Healthy Skepticism Library item: 18520
Warning: This library includes all items relevant to health product marketing that we are aware of regardless of quality. Often we do not agree with all or part of the contents.
 
Publication type: Electronic Source
Silverman E
Massachusetts Gift Ban For Doctors Remains Intact
Pharmalot 2010 Aug 2
http://www.pharmalot.com/2010/08/massachusetts-gift-ban-for-doctors-remains-intact/
Full text:
An effort in Massachusetts to repeal a controversial law that prohibits drugmakers from giving gifts and meals to doctors and other healthcare professional has apparently ended. The provision, which had been contained in a proposed economic development bill, was removed during a legislative conference late Friday, according to two consumer groups that fought against repeal.
The maneuver would appear to end a contentious battle over a law that upset doctors, and pitted various consumer and patient groups against restauranteurs and the pharmaceutical industry. The law, which you can read here and here, was passed two years ago and was seen as a way to limit undue industry influence over medical practice, but industry supporters argued the measure is hostile toward drugmakers (background here). One bit of fallout: the American Academy of Allergy, Asthma, and Immunology, based in Milwaukee, canceled its 2015 annual meeting in Boston (see here).
“It all started with our state budget and there was a push in the senate,” Georgia Maheras of Health Care for All, and manager of Massachusetts Prescription Reform Coalition, tells us. “The senate budget piece was an effort to alter the law. What they wanted to alter was just the meals provision. This was permit to meals back in restaurant. And then it got much more exciting. As part of an economic development bill that had been churning through the statehouse for past few months, the house voted to include a repeal of the entire gift ban and disclosure law…but we beat back a tough onslaught.”
The law, by the way, bans ‘modest and occasional’ meals are allowed in a doctor’s office or hospital setting, a move that Maheras says was designed to accommodate medical device companies. However, the legislature never defined ‘modest and occasional.’ In any event, meals are not allowed in a restaurant, although catering can take place in any venue. We await a reply from PhRMA. UPDATE: PhRMA says: “This repeal effort was started by legislators concerned that the law is hurting the state’s economy. And it is certainly true that it adds an extra level of administrative complexity for companies in the state. Pharmaceutical marketing is already effectively regulated by the federal government.”

** Exercise A **
According to the article on the Massachusetts gift ban, why was the law passed two years earlier?
** Exercise B **
The article on the Massachusetts gift ban describes a battle between two sides. List every group it names on each side.
** Exercise C **
Quote the article on the Massachusetts gift ban from "Publication type: Electronic" to "fought against repeal.".

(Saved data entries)

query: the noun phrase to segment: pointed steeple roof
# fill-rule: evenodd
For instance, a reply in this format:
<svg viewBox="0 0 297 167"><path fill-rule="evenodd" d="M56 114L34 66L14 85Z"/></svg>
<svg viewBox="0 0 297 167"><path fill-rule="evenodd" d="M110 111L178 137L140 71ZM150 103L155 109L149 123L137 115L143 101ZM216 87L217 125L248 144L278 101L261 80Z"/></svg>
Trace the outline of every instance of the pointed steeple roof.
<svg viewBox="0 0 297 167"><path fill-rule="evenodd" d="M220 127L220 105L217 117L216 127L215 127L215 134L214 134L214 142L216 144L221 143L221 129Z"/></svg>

** Expected answer A **
The law was seen as a way to limit undue industry influence over medical practice.

** Expected answer B **
Consumer and patient groups on one side
- Various consumer groups
- Various patient groups

On the other side
- Restauranteurs
- The pharmaceutical industry

** Expected answer C **
Publication type: Electronic Source
Silverman E
Massachusetts Gift Ban For Doctors Remains Intact
Pharmalot 2010 Aug 2
http://www.pharmalot.com/2010/08/massachusetts-gift-ban-for-doctors-remains-intact/
Full text:
An effort in Massachusetts to repeal a controversial law that prohibits drugmakers from giving gifts and meals to doctors and other healthcare professional has apparently ended. The provision, which had been contained in a proposed economic development bill, was removed during a legislative conference late Friday, according to two consumer groups that fought against repeal.